*Work required*: Return every line of the data below that contains the word "canopy".

*Supplied information*:
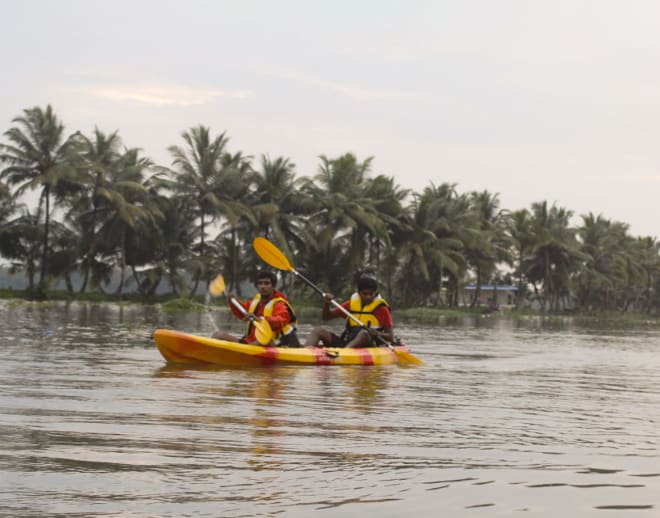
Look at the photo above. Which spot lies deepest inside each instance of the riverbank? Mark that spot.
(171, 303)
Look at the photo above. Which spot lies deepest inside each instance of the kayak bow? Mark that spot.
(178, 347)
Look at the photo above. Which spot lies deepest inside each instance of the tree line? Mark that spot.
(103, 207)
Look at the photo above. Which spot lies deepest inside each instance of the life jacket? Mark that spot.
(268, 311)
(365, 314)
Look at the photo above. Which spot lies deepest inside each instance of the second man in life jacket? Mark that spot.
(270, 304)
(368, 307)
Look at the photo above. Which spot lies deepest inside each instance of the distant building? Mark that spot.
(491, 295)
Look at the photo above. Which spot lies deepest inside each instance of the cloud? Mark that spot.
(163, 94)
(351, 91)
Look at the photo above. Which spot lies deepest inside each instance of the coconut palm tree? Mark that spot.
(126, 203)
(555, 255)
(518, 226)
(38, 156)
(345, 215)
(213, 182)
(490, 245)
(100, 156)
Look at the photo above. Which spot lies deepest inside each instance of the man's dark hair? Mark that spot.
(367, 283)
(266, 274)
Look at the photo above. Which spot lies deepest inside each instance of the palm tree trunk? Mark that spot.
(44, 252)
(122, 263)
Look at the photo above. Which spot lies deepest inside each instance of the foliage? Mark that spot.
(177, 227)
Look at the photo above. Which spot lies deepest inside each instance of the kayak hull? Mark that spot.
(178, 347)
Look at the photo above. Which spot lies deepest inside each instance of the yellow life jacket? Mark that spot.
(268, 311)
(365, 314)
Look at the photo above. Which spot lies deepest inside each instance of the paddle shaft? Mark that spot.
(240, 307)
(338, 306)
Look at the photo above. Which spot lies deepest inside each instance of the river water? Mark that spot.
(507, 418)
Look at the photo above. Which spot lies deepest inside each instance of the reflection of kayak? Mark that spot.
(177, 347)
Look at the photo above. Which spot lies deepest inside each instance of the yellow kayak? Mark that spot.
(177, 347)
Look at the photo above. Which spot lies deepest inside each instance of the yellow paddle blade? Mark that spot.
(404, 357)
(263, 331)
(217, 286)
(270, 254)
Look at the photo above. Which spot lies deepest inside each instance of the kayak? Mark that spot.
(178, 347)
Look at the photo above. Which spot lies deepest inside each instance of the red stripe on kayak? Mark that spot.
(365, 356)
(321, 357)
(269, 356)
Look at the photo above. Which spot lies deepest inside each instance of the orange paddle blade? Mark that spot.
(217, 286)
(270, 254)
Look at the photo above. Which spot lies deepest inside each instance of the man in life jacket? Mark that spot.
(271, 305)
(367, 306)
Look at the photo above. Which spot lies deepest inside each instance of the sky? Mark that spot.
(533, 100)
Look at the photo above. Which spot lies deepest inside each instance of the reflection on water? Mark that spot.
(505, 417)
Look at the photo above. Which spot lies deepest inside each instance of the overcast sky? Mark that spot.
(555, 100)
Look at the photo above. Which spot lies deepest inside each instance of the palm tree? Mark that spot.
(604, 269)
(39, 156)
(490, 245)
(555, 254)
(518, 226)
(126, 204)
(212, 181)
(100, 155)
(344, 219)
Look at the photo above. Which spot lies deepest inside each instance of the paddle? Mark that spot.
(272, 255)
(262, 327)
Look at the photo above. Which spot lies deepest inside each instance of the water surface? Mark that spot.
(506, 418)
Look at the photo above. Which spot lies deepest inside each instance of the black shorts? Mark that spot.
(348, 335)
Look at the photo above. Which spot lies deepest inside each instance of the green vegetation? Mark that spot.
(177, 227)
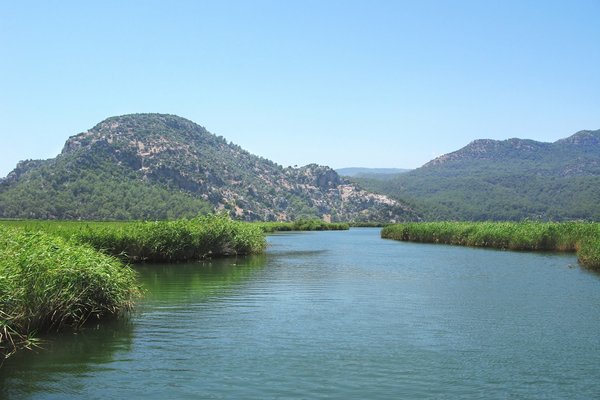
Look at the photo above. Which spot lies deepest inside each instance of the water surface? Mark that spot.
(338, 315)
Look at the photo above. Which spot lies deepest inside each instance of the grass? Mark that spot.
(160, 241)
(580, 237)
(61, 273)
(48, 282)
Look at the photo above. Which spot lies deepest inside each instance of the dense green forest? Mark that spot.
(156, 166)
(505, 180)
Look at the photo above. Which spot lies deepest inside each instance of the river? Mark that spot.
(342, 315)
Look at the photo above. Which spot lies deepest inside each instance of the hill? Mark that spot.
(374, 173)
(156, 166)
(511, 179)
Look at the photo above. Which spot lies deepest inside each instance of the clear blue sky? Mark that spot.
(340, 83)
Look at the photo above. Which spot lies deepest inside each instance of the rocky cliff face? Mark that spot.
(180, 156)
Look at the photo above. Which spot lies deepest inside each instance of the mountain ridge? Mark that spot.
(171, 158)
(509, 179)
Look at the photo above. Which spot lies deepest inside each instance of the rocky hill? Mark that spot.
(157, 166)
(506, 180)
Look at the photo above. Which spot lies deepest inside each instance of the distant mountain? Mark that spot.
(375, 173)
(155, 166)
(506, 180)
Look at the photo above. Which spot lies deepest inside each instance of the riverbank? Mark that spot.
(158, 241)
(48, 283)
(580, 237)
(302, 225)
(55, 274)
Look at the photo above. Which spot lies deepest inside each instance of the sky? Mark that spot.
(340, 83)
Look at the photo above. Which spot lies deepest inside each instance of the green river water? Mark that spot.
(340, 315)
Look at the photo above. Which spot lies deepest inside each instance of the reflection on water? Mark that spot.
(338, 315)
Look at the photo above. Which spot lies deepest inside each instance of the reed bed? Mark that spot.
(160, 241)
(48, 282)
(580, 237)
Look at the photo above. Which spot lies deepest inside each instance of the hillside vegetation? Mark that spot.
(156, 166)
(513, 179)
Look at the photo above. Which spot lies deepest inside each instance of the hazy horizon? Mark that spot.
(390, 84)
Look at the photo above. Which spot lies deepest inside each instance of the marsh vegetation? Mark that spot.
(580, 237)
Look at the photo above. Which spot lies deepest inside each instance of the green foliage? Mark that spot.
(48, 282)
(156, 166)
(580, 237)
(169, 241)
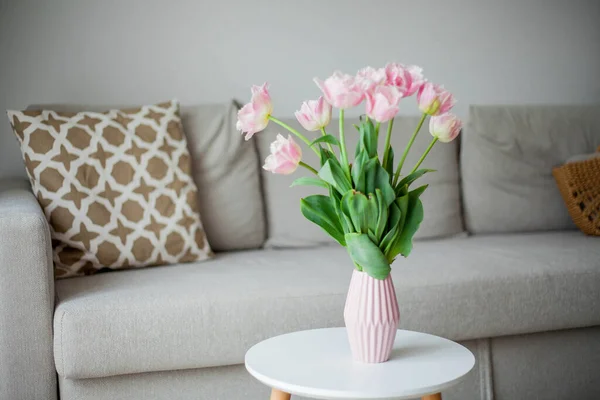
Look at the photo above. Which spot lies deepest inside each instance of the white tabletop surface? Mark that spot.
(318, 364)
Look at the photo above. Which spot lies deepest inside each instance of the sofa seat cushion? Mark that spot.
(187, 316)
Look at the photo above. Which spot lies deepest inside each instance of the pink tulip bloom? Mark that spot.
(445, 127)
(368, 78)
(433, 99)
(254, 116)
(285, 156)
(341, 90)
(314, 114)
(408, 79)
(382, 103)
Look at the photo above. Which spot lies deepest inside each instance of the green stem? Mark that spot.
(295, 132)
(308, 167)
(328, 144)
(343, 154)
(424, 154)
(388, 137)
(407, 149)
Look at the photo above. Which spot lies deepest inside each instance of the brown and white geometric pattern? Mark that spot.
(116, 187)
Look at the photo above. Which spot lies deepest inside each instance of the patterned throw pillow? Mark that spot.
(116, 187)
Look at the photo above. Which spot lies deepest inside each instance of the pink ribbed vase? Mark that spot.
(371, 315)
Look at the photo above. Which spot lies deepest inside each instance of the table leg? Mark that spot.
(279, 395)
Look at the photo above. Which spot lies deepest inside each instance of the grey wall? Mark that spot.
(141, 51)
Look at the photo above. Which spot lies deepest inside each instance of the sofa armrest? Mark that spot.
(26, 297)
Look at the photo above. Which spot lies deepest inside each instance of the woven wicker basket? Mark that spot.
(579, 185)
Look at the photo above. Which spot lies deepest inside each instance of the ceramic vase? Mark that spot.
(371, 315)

--

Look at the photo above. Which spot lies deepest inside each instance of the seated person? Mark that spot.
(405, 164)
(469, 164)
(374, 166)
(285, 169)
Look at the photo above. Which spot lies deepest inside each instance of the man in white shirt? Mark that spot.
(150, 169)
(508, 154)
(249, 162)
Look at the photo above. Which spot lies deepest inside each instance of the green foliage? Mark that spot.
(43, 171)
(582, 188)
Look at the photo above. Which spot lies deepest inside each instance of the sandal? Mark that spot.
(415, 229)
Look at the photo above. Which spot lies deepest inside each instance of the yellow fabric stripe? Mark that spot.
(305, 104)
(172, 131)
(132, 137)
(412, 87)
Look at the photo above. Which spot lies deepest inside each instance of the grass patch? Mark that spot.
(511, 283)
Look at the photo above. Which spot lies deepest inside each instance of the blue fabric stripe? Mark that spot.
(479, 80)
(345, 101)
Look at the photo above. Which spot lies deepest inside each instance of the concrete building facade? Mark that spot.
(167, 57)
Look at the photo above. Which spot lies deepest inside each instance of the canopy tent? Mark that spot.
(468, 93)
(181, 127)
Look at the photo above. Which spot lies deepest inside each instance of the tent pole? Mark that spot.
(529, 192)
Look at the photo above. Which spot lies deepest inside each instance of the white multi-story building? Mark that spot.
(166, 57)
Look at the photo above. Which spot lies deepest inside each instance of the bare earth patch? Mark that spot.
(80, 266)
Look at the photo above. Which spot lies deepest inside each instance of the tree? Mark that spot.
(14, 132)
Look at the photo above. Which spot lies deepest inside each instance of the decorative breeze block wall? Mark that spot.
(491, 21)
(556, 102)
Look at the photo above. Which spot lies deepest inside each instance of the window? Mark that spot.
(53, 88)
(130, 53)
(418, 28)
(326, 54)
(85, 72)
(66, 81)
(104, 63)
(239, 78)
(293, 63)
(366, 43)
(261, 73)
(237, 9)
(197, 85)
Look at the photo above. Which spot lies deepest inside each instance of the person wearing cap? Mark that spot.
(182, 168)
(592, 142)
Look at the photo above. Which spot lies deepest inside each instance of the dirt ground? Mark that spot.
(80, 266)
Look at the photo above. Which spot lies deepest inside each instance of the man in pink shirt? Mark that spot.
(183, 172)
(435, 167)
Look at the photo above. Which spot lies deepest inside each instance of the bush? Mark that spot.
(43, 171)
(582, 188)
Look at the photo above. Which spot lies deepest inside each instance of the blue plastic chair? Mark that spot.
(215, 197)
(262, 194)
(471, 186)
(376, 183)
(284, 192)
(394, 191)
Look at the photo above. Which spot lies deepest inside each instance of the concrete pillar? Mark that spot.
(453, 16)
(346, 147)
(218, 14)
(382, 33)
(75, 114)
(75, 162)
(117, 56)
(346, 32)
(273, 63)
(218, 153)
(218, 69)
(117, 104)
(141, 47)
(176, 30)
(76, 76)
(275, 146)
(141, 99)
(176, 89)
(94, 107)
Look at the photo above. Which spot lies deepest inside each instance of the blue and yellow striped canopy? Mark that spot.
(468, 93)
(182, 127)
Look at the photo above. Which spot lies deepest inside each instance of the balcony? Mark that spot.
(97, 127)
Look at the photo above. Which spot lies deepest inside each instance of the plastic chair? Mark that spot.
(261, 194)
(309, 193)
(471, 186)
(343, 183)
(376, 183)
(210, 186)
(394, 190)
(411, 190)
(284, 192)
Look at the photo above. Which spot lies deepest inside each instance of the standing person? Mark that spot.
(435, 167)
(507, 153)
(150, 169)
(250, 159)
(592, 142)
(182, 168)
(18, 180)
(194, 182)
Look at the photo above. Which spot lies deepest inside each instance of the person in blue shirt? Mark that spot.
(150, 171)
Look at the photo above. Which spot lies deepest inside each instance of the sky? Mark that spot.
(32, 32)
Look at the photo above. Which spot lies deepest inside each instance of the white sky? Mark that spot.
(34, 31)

*Solution to this task*:
Look at the photo above. Which spot lies deepest inside each instance of the canopy tent? Mark that spot.
Look at the photo above. Which spot lies deepest inside each instance of the blue and yellow striped canopy? Mark that spot.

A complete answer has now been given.